(DATA SHOWN)

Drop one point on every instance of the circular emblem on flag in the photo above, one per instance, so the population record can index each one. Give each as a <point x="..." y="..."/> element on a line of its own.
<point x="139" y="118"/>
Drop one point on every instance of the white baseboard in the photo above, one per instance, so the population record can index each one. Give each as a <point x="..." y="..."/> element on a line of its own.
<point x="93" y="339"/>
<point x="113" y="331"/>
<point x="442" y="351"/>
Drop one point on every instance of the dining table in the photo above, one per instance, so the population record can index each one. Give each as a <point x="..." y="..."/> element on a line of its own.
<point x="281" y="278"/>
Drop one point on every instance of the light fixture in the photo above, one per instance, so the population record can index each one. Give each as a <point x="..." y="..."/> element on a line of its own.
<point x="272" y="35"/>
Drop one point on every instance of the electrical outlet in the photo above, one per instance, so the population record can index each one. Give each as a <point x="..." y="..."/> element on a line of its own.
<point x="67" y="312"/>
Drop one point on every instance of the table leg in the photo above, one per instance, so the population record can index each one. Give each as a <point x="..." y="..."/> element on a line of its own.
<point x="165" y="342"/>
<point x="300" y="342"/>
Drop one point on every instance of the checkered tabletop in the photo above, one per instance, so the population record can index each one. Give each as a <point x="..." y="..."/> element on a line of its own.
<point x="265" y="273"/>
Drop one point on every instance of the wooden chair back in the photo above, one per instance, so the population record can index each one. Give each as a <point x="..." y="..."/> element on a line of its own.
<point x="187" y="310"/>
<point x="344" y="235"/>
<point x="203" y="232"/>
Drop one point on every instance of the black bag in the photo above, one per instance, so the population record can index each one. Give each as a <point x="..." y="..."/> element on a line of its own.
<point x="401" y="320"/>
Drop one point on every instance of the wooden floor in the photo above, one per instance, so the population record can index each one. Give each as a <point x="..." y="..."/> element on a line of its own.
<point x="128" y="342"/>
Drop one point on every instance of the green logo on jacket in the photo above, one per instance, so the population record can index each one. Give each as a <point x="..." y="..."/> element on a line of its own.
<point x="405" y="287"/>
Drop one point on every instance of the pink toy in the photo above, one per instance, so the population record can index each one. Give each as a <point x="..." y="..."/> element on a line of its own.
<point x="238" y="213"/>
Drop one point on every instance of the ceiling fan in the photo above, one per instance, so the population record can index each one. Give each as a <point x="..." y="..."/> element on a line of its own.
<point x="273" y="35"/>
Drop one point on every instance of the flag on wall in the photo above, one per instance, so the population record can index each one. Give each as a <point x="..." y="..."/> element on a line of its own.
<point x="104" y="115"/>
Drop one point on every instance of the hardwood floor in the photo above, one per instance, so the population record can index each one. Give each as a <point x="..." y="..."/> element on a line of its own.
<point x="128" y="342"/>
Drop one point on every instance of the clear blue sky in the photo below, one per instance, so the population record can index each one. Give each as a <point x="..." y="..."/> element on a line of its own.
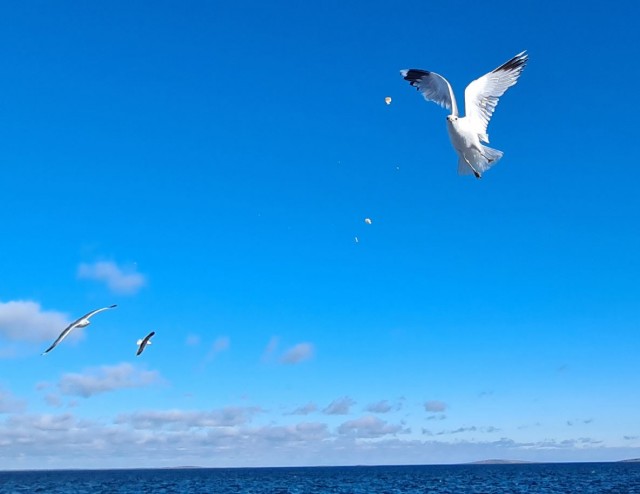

(End DATA SHOWN)

**ASSIGNMENT**.
Starting at the line that contains "Drop one point on every instance of the hardwood", reproduce exactly and only the lines through the end of the entries above, with the pictures excluded.

**RESULT OF THIS EXERCISE**.
Drop one point on every instance of the hardwood floor in the photo above, one per instance, so the population record can index each one. Give each as a <point x="..." y="..."/> element on a line of its own.
<point x="128" y="342"/>
Drop one point on every instance of the clear blue sky in the photo below, one per instance, so the population record can index each one. Give each as a <point x="..." y="..."/> element on a line of its own.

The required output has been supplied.